### Text excerpt:
With reference to my previous question:
"A 50cm silver bar becomes shorter by 1mm when cooled.How much was it cooled? coeff. of linear expn=.000018/c.
This problem was solved taking L=50cm.
My question is how can L=50cm?Should it not be the final lengthand the original length=50-.1=49.9? Since it is a question of expansion and not contraction."
Suppose a silver bar which was originally 50cm long expanded to 50.1cm and the temperature difference is 111.11deg celsius, value of alpha would be calculate as .000018.
But suppose we are given the data as follows: A silver bar 50.1 cm long reduces to 50 cm when cooled through a temperature difference of 111.11 deg celsius we get alpha as
.0000179.
So should we not take the initial length as the one at the lower temperature?
2007-03-17 02:56:40 · 1 answers · asked by flowering_flower1 1 in Science & Mathematics ➔ Physics
Change in length = (coefficient of expansion or contraction) x (Reference length ) x (difference between temperature reference and new temperature)
dL=Cl l (T1- T2)
dL=Cl L dT
the question is how much was it cooled or dt
dt=dL/(Cl L)= .1cm/(.000018 x 50)=111 (degrees C or K)
This is how much it shrunk after being cooled 111 degrees (C or K)
50cm is length at reference temperature and reference temp can be lower or higher than the final.
2007-03-17 09:56:56 · answer #1 · answered by Edward 7 · 1⤊ 0⤋

Dataset excerpt:
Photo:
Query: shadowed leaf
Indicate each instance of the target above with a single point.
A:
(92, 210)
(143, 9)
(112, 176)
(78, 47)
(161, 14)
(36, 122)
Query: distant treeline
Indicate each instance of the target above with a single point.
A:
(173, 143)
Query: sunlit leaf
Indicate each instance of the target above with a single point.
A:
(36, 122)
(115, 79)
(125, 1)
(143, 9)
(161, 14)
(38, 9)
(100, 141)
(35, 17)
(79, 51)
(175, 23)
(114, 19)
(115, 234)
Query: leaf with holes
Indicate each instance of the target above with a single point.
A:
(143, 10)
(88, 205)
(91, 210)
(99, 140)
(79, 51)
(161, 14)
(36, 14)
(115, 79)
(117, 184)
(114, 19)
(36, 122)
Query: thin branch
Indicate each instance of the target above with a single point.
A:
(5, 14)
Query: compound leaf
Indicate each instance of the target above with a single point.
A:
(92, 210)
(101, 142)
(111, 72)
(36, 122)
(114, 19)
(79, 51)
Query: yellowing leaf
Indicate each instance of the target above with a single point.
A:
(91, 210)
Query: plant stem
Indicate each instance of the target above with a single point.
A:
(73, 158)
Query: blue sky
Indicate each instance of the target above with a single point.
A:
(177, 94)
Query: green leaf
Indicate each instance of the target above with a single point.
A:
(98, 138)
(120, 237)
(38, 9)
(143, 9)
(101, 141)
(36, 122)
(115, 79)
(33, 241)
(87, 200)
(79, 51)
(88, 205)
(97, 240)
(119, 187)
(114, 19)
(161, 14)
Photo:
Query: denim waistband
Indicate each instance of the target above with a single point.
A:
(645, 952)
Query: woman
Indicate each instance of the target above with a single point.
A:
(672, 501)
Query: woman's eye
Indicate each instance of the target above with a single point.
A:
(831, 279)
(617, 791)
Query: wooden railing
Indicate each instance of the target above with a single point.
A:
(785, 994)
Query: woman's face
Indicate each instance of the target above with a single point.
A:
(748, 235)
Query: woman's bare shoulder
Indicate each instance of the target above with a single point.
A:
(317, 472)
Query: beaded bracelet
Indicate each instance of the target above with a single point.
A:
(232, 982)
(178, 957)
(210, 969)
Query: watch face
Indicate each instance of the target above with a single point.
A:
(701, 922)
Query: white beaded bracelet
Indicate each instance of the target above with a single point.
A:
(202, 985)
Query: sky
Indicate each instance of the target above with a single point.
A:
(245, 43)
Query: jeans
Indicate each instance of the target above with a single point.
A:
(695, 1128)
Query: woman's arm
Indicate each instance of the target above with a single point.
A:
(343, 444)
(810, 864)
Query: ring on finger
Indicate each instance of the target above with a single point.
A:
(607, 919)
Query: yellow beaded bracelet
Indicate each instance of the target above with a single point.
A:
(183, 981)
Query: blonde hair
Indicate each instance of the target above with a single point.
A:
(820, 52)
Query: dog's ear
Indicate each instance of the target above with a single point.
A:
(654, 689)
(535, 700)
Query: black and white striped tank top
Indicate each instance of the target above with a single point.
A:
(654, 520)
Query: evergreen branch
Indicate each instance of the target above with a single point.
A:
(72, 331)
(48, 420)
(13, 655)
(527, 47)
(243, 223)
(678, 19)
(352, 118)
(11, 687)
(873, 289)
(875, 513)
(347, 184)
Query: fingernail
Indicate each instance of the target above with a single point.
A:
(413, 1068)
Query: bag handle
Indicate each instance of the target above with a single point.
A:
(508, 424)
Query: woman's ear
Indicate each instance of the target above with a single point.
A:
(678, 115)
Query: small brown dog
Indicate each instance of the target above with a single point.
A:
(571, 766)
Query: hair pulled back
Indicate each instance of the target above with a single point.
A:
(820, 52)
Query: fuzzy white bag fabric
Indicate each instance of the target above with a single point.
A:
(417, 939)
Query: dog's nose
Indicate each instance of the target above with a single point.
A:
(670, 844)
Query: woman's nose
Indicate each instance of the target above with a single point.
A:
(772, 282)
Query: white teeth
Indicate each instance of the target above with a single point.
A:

### Given instruction:
In the silver bar thread, update the passage that begins with the words containing "2007-03-17 02:56:40 ·" and ends with "(degrees C or K)". Write it out again with "coefficient of expansion or contraction" changed to "expansion coefficient".

### Answer in full:
2007-03-17 02:56:40 · 1 answers · asked by flowering_flower1 1 in Science & Mathematics ➔ Physics
Change in length = (expansion coefficient) x (Reference length ) x (difference between temperature reference and new temperature)
dL=Cl l (T1- T2)
dL=Cl L dT
the question is how much was it cooled or dt
dt=dL/(Cl L)= .1cm/(.000018 x 50)=111 (degrees C or K)